Written instruction:
Please select every line of the data below that contains the word "person". Letter case matters.

(Dataset rows showing where objects appear)

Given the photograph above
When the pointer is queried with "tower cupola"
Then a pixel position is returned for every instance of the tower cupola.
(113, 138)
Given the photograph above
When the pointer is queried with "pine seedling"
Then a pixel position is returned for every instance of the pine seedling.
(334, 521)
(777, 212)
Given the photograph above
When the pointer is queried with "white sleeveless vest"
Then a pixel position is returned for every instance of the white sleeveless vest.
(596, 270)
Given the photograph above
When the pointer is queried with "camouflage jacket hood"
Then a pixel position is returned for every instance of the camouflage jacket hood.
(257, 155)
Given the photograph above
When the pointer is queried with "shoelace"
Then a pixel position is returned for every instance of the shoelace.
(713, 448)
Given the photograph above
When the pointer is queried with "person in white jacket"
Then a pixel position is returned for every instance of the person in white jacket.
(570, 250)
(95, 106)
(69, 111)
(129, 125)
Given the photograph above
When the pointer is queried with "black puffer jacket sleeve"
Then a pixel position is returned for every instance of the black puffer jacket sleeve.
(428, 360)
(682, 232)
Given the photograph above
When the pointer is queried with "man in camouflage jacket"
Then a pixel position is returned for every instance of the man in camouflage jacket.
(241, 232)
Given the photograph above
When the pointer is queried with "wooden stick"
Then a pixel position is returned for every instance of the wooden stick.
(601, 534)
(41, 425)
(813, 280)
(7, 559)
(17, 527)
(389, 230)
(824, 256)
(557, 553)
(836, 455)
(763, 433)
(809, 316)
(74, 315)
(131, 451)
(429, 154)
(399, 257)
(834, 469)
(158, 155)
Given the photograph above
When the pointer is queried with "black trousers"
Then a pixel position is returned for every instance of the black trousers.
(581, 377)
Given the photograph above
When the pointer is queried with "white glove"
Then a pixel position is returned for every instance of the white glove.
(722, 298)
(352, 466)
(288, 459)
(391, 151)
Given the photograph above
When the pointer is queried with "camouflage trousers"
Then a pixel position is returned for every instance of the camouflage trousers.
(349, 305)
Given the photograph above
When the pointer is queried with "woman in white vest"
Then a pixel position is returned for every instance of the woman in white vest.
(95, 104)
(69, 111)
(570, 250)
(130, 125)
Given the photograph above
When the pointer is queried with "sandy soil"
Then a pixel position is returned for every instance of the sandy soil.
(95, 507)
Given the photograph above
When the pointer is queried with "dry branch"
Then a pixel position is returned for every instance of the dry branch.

Task answer:
When the pointer is queried with "person in white jacket"
Then a pixel position is returned for every instance of the person in white jacket.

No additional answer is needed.